WHAT YOU WILL DO:
**1.** Please return, word for word, the part of the chaebol policy article that opens with the words containing "In addition, the federation stressed" and closes with "smothering corporate management.".
**2.** From the chaebol policy article, list every Roh administration policy that the federation's report is said to have refuted, as named in the final paragraph.

PROVIDED PASSAGE:
• • • •
Posted January. 28, 2003 22:32,   


The Federation of Korean Industries has publicly criticized the incoming administration`s "chaebol policies." In addition, the federation voiced its worry that the policies would smother the business activities of the corporations.

At the meeting of its directors held yesterday at the federation`s headquarters, it handed out to its directors copies of its report "Economic Outlook and Agenda for the Year of 2003," which contained the opposition and worry. It also alleged, in the report, that business activities would be discouraged by introduction of the class action suit and strengthening of supervisory directors` authorities, the two main systems the incoming administration is trying to usher in.

In addition, the federation stressed that the current excessive regulations would gnaw at the potential for development by shrinking investment and smothering corporate management.

In the report, the federation refuted each and every policy believed to be introduced by the Roh administration, including introduction of class action suit, comprehensive taxation on inheritance and gift, mandatory notarization of documents made public in the stock market, and restriction on voting power of financial institutes.
• • • •
SOURCE DATA:

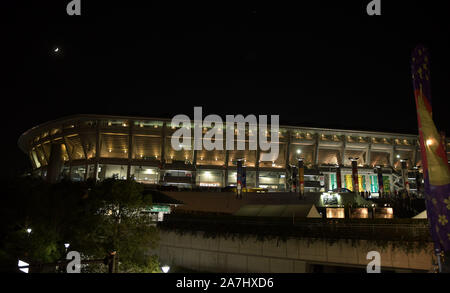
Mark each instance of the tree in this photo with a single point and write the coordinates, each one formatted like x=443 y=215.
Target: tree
x=93 y=218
• • • •
EXERCISE RESULTS:
**1.**
In addition, the federation stressed that the current excessive regulations would gnaw at the potential for development by shrinking investment and smothering corporate management.

**2.**
- Introduction of class action suit
- Comprehensive taxation on inheritance and gift
- Mandatory notarization of documents made public in the stock market
- Restriction on voting power of financial institutes